EXERCISE DETAILS – Find the line with "Task: given an image, locate the man's eye". Repeat it and each line after it, exactly, down to the end of the records below.

_ _ _

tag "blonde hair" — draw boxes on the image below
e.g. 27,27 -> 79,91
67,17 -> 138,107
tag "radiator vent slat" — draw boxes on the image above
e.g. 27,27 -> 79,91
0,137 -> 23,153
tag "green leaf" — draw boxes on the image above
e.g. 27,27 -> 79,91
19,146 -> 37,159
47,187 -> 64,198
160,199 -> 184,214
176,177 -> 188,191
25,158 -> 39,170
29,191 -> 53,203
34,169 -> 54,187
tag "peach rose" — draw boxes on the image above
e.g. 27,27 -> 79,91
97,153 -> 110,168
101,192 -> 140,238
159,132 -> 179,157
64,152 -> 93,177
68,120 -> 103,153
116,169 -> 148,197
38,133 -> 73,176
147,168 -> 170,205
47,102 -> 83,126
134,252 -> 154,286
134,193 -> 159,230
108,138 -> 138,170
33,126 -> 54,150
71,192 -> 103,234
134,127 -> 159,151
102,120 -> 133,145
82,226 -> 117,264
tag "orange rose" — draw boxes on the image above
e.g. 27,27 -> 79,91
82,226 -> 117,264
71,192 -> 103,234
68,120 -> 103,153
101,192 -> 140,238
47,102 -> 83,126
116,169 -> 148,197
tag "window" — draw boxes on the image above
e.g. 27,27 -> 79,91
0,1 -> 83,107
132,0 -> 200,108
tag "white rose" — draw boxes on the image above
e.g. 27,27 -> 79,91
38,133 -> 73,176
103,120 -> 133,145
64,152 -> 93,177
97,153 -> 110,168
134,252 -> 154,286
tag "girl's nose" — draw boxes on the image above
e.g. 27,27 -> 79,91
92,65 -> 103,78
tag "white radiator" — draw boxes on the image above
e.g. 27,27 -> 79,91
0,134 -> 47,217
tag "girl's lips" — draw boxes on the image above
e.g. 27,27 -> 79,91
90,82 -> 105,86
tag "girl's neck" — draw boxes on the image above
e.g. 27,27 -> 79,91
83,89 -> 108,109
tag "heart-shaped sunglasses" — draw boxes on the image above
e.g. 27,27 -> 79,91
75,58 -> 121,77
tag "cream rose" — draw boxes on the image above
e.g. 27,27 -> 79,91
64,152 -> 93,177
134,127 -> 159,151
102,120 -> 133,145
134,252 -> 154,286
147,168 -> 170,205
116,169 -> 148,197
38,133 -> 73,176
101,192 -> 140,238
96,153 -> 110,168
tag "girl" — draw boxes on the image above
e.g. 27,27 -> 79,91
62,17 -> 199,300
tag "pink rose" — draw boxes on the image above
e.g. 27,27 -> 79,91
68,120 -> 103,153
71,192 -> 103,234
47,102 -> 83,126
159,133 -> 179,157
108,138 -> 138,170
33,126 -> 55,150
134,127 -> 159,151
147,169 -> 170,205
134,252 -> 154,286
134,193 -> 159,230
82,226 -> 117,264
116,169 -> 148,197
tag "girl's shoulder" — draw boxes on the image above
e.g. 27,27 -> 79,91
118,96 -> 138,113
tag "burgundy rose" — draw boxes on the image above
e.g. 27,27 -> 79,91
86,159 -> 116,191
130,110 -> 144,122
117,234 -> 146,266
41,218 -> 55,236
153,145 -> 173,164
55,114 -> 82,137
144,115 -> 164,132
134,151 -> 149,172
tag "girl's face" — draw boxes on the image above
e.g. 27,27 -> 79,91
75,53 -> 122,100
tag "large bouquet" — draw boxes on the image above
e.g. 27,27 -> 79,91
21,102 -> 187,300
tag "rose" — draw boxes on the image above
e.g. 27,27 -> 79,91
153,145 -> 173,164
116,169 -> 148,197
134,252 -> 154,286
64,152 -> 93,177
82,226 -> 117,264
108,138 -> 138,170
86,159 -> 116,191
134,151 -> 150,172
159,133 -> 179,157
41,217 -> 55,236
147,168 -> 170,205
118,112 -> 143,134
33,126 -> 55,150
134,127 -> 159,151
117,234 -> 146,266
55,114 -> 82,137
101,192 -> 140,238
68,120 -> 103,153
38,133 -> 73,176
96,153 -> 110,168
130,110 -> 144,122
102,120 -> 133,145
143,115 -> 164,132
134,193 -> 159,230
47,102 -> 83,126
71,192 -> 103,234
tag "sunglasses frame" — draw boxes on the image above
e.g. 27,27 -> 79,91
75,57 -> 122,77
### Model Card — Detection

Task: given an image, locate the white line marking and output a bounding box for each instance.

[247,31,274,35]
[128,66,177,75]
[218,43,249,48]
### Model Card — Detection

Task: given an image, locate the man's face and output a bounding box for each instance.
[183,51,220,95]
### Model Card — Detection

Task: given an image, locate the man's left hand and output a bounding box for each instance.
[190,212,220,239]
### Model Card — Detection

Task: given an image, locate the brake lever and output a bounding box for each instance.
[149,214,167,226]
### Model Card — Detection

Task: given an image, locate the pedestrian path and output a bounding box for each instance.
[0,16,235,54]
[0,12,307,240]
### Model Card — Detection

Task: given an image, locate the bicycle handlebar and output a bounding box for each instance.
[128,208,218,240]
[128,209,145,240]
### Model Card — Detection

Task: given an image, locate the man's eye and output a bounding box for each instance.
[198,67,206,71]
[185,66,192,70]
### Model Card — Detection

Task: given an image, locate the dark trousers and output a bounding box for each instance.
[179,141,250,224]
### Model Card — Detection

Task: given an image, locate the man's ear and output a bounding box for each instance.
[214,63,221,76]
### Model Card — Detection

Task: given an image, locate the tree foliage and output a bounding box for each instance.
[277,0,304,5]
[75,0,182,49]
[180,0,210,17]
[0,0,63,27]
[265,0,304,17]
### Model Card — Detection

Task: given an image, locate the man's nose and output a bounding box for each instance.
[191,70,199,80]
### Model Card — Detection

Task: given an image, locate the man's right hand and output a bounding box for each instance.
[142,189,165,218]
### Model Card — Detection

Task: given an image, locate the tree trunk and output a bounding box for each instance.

_ _ _

YOUR SOLUTION –
Task: given an image, locate the man's eye and output a bounding box for each instance.
[198,67,206,71]
[185,66,192,70]
### Model Card — Detection

Task: given an image, locate the dark trousers and output a bounding box for each instance.
[179,141,250,224]
### Model Card — Detection

Task: given an image, locate the man's ear and output a bounding box for each instance.
[214,63,221,76]
### Model Card — Detection

Task: given an image, locate the tree foliage and output a bounding box for each instance.
[277,0,304,5]
[75,0,182,49]
[180,0,210,17]
[0,0,63,27]
[265,0,304,17]
### Model Card — Detection

Task: given an image, locate the man's nose and output a bounding box for each instance.
[191,70,199,80]
### Model Card — Detection

Task: given an image, locate the man's right hand and output a bounding box for each instance.
[142,189,165,218]
### Model Card — Detection

Task: given an image, locate the tree trunk and output a bounding box for each instance.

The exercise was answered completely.